(Data supplied begins)

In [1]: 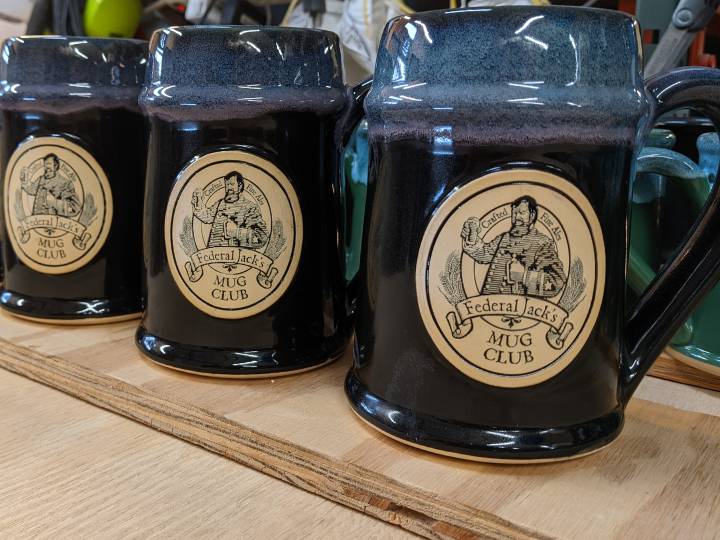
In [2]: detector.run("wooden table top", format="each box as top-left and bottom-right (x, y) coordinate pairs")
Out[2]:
(2, 310), (720, 539)
(0, 369), (414, 539)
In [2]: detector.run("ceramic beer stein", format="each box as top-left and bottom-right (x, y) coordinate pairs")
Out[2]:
(0, 36), (147, 323)
(138, 26), (367, 376)
(346, 6), (720, 462)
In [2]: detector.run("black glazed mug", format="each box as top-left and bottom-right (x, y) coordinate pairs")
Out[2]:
(137, 26), (367, 376)
(0, 36), (148, 323)
(346, 7), (720, 462)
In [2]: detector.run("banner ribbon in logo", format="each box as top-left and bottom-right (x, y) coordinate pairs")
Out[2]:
(184, 246), (275, 285)
(18, 214), (91, 250)
(446, 293), (574, 348)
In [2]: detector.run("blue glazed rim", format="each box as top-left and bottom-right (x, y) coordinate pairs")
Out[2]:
(0, 35), (147, 111)
(139, 25), (347, 121)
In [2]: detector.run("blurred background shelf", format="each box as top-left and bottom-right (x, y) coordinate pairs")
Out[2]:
(1, 310), (719, 539)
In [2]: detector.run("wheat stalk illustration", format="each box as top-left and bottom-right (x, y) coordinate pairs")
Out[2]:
(265, 219), (286, 261)
(558, 257), (586, 313)
(439, 250), (467, 305)
(179, 216), (197, 257)
(78, 194), (97, 227)
(14, 188), (25, 221)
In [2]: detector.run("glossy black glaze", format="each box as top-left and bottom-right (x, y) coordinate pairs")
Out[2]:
(351, 143), (631, 459)
(346, 7), (720, 460)
(0, 110), (147, 320)
(137, 27), (363, 375)
(346, 372), (623, 460)
(137, 113), (353, 374)
(0, 36), (147, 321)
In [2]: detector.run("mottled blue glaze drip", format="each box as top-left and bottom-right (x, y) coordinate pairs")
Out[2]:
(139, 26), (347, 121)
(0, 36), (147, 113)
(366, 6), (652, 145)
(698, 131), (720, 183)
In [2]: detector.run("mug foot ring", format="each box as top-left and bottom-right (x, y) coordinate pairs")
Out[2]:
(136, 325), (350, 378)
(0, 289), (141, 325)
(345, 370), (623, 463)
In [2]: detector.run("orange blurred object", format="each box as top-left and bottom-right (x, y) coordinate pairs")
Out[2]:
(618, 0), (636, 14)
(689, 30), (717, 68)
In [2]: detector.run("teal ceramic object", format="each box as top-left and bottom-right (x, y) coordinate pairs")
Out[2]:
(630, 133), (720, 376)
(645, 128), (676, 149)
(698, 131), (720, 185)
(341, 120), (368, 283)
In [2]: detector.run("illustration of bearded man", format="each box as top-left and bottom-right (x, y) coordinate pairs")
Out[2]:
(20, 153), (81, 217)
(461, 195), (565, 297)
(192, 171), (269, 249)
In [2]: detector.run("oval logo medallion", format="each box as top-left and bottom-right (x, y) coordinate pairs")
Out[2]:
(165, 149), (303, 319)
(416, 169), (605, 388)
(4, 136), (113, 275)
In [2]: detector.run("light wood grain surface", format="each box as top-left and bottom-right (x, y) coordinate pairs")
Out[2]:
(1, 310), (719, 539)
(0, 368), (415, 539)
(649, 354), (720, 392)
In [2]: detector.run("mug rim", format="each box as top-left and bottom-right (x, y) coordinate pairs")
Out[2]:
(365, 4), (646, 145)
(154, 24), (340, 41)
(0, 35), (147, 112)
(140, 23), (346, 121)
(3, 34), (147, 47)
(386, 4), (637, 22)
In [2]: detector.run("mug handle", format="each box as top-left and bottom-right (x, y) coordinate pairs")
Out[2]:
(629, 146), (712, 345)
(335, 78), (372, 317)
(622, 67), (720, 401)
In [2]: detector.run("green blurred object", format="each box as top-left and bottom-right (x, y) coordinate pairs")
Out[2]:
(630, 130), (720, 376)
(645, 128), (676, 150)
(342, 120), (369, 283)
(84, 0), (142, 37)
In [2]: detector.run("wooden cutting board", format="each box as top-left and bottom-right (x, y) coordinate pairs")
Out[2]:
(0, 369), (415, 539)
(649, 354), (720, 392)
(1, 310), (719, 540)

(Data supplied ends)

§ **Work to be completed**
Task for the records above: copy every line in which the word "wooden" occurs.

§ **Response for this exercise**
In [2]: detector.run("wooden table top", format="each box as top-left and bottom-right (x, y) coordinate pairs")
In [2]: detector.run("wooden cutting board", format="each box as top-left and bottom-right (x, y) coordinate pairs")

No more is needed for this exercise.